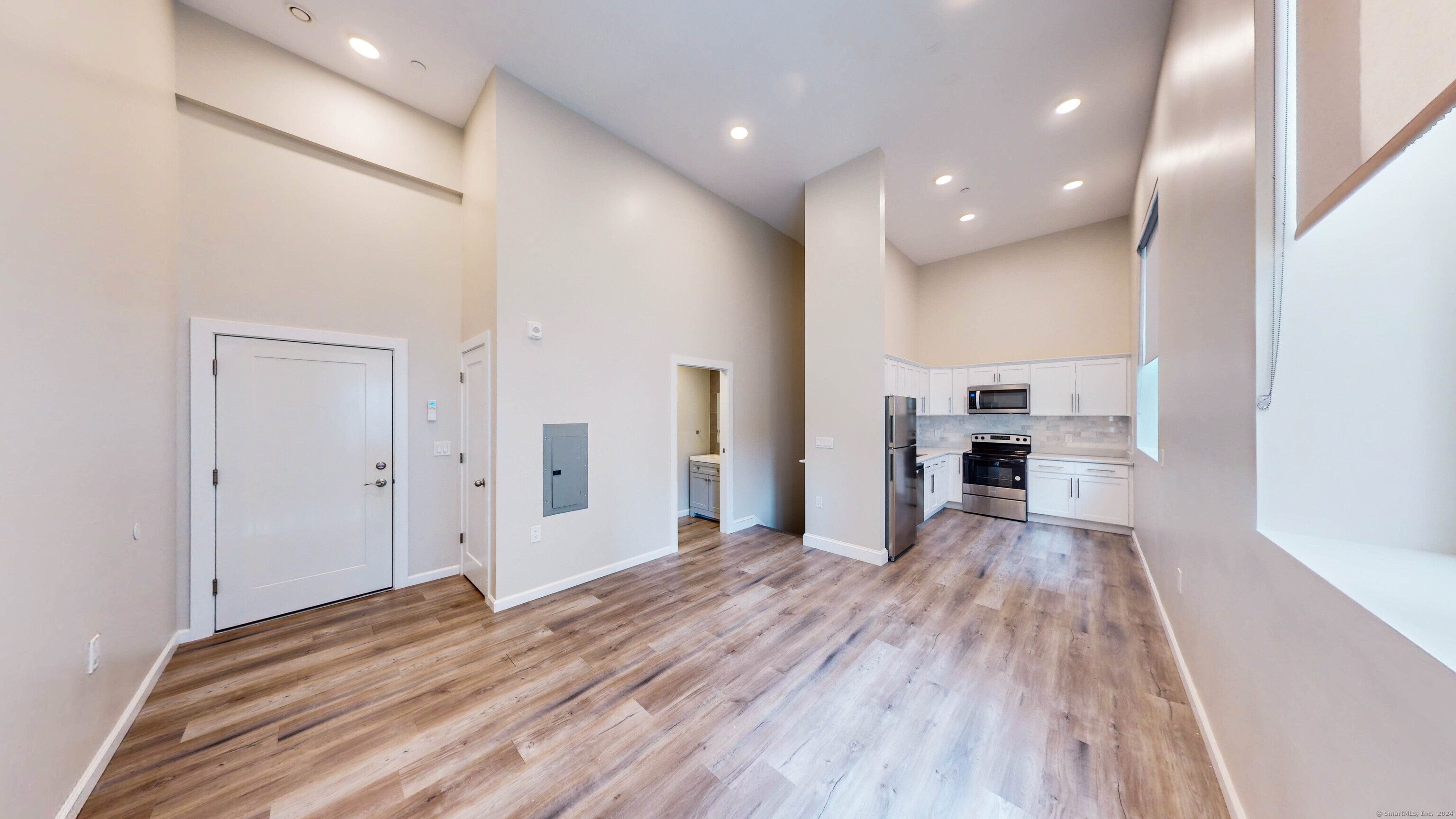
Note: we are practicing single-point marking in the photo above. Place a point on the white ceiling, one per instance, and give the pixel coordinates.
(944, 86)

------------------------------------------------------------

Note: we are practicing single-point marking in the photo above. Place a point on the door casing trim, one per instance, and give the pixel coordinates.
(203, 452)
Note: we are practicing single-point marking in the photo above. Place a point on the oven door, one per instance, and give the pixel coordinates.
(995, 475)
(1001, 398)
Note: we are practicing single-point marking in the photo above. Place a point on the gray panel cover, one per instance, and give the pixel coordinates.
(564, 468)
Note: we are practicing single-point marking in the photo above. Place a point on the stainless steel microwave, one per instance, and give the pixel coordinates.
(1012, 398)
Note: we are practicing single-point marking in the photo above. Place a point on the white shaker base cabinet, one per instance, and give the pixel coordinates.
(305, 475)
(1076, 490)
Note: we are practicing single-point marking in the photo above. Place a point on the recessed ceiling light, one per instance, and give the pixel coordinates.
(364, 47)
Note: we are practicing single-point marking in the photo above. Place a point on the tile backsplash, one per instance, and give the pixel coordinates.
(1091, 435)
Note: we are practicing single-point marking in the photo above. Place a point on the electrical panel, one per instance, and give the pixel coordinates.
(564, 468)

------------------------------------------------------------

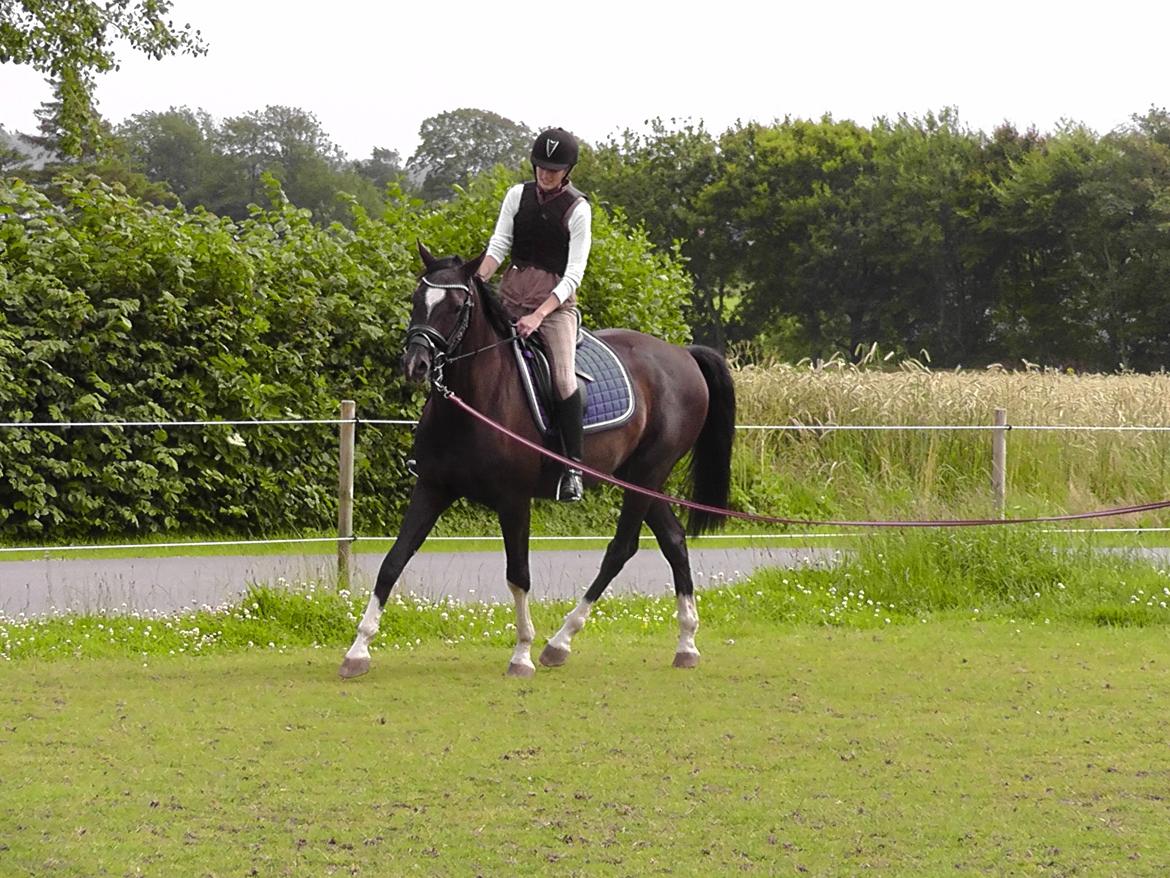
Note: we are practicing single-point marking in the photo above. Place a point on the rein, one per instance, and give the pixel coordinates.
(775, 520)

------------------------------------------------------------

— WORK TO DO —
Can you turn everything from the line containing "on the oven" down to the line containing "(1091, 435)" into a numbered list, with blank lines dropped?

— RESULT OF THE EXERCISE —
1. Note: we are practicing single-point marking in the photo above. Place a point on the oven door, one per instance, and give the pixel coordinates.
2. (995, 475)
3. (1001, 398)
4. Note: we are practicing single-point marking in the photo above. Place a point on the gray panel cover, one per instance, and give the pixel coordinates.
5. (564, 468)
6. Note: we are practicing single-point marking in the photo above. Place a point on the stainless steel microwave, one per instance, and give the pixel coordinates.
7. (1012, 398)
8. Note: we are practicing single-point marking in the photo above. Place a point on the white shaker base cabinet, one per instance, and give the pixel coordinates.
9. (305, 475)
10. (1076, 490)
11. Note: we are practicing single-point marking in the photo above. Place a point on the recessed ceiling light, one per instance, and give the pixel coordinates.
12. (364, 47)
13. Note: we are practicing single-point marking in the photo above. Place a point on the tile backsplash, one per instance, and give the pixel coordinates.
14. (1091, 435)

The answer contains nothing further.